Indexing and percolating documents with elasticsearch-dsl-py

Question

I'm making and investigation for a seminar in retrieval information. I have a json file with a list of articles and i need to index them and after use a percolator with highlighting.

The list of steps for do this in terminal is this:
1. Create a map with percolating.

curl -XPUT 'localhost:9200/my-index?pretty' -H 'Content-Type: application/json' -d'
{
    "mappings": {
        "_doc": {
            "properties": {
                "title": {
                    "type": "text"
                },
                "query": {
                    "type": "percolator"
                }
            }
        }
    }
}
'

Index a new article:

curl -XPUT 'localhost:9200/my-index/_doc/1?refresh&pretty' -H 'Content-Type: application/json' -d'
{           
    "CourseId":35,
      "UnitId":12390,
      "id":"16069",
      "CourseName":"ARK102U_ARKEOLOJİK ALAN YÖNETİMİ",
      "FieldId":8,
      "field":"TARİH",
    "query": {
        "span_near" : {
            "clauses" : [
                { "span_term" : { "title" : "dünya" } },
                { "span_term" : { "title" : "mirası" } },
                { "span_term" : { "title" : "sözleşmesi" } }
            ],
            "slop" : 0,
            "in_order" : true
        }
    }
}
'

Percolate a documment:

curl -XGET 'localhost:9200/my-index/_search?pretty' -H 'Content-Type: application/json' -d'
{
    "query" : {
        "percolate" : {
            "field" : "query",
            "document" : {
                "title" : "Arkeoloji, arkeolojik yöntemlerle ortaya çıkarılmış kültürleri, dünya mirası sözleşmesi sosyoloji, coğrafya, tarih, etnoloji gibi birçok bilim dalından yararlanarak araştıran ve inceleyen bilim dalıdır. Türkçeye yanlış bir şekilde> \"kazıbilim\" olarak çevrilmiş olsa da kazı, arkeolojik araştırma yöntemlerinden sadece bir tanesidir."
            }
        }
    },

    "highlight": {
      "fields": {
        "title": {}
      }
    }
}
'

I have this code until now:

import json
from elasticsearch_dsl import (
DocType,
Integer,
Percolator,
Text,
)

# Read the json File
json_data = open('titles.json').read()
data = json.loads(json_data)

docs = data['response']['docs']

# Creating a elasticsearch connection
# connections.create_connection(hosts=['localhost'], port=['9200'], timeout=20)
"""
curl -XPUT 'localhost:9200/my-index?pretty' -H 'Content-Type: application/json' -d'
{
    "mappings": {
        "_doc": {
            "properties": {
                "title": {
                    "type": "text"

**ENTRIES:**
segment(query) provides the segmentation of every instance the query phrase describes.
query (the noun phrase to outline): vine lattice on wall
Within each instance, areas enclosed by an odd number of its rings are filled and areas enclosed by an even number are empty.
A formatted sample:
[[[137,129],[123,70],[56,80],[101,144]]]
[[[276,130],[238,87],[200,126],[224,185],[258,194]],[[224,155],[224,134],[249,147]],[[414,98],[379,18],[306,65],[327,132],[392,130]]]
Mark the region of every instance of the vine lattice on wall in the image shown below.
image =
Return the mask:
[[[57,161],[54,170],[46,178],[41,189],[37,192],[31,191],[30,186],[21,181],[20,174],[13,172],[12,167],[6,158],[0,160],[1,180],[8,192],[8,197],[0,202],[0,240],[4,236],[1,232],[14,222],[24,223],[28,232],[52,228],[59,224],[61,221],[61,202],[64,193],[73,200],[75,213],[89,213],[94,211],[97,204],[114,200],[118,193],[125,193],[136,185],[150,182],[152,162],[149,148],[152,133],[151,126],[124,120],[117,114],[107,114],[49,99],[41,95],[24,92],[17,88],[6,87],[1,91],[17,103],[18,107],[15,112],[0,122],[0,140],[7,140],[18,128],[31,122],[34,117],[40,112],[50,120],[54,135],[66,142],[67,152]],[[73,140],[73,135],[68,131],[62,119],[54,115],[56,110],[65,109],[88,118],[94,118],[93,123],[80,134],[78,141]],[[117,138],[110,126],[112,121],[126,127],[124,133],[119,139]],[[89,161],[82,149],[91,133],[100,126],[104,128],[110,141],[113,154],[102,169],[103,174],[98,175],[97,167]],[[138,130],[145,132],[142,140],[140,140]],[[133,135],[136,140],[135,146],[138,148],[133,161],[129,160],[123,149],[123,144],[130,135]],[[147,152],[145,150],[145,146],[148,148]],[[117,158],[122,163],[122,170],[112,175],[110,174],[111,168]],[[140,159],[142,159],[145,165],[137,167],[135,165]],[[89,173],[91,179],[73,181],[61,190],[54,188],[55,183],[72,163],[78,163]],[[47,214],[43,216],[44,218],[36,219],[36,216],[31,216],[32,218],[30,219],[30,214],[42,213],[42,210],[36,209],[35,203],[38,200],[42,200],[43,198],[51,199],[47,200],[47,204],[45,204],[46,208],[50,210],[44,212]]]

**THE TASKS:**
a) Answer these questions about the Elasticsearch percolator question, one line each:
(i) What type does the mapping give the "query" field?
(ii) What value is set for "slop" in the query of the indexed article?
(iii) Which file does the Python code open to read the JSON data?
b) Pick up the Elasticsearch percolator question at the point where it stops and carry it on.

**THE RESULTS:**
a)
(i) percolator
(ii) 0
(iii) titles.json

b)
                },
                "query": {
                    "type": "percolator"
                }
            }
        }
    }
}
'

"""

class Documment(DocType):
    course_id = Integer()
    unit_id = Integer()
    # title = Text()
    id = Integer()
    course_name = Text()
    field_id = Integer()
    field = Text()


    class Meta:
        index = 'titles_index'


                properties={
                    'title': Text(),
                    'query': Percolator()
                 }

"""
    "query": {
        "span_near" : {
            "clauses" : [
                { "span_term" : { "title" : "dünya" } },
                { "span_term" : { "title" : "mirası" } },
                { "span_term" : { "title" : "sözleşmesi" } }
            ],
            "slop" : 0,
            "in_order" : true
        }
    }

"""

for doc in docs:

    terms = docs['title'].split(“ ”)
    course_id = docs['CourseId']
    unit_id = docs['UnitId']
    id = docs['id']
    course_name = docs['CourseName']
    field_id = docs['FieldId']
    field = docs['field']

UPDATE: Thank you for the answer, i have this now:

import json

from elasticsearch_dsl import (
    connections,
    DocType,
    Mapping,
    Percolator,
    Text
)
from elasticsearch_dsl.query import (
    SpanNear,
    SpanTerm
)
from elasticsearch import Elasticsearch

# Read the json File
json_data = open('titles.json').read()
data = json.loads(json_data)

docs = data['response']['docs']


# creating a new default elasticsearch connection
connections.configure(
    default={'hosts': 'localhost:9200'},
)


class Document(DocType):
    title = Text()
    query = Percolator()

    class Meta:
        index = 'title-index'
        doc_type = '_doc'

    def save(self, **kwargs):
        return super(Document, self).save(**kwargs)


# create the mappings in elasticsearch
Document.init()

# index the query
for doc in docs:
    terms = doc['title'].split(" ")
    clauses = []
    for term in terms:
        field = SpanTerm(title=term)
        clauses.append(field)
    query = SpanNear(clauses=clauses)
    item = Document(title=doc['title'],query=query)
    item.save()

It is working fine, but i have two goals now:

I'm getting the next error after indexing a randome number of items in the dict:

elasticsearch.exceptions.AuthorizationException: TransportError(403, 
'cluster_block_exception', 'blocked by: [FORBIDDEN/12/index read-only 
/ allow delete (api)];')

I know i can solve this problem using this command: curl -XPUT -H "Content-Type: application/json" http://localhost:9200/_all/_settings -d '{"index.blocks.read_only_allow_delete": null}'

UPDATE Finally i solved it deleting the data folder.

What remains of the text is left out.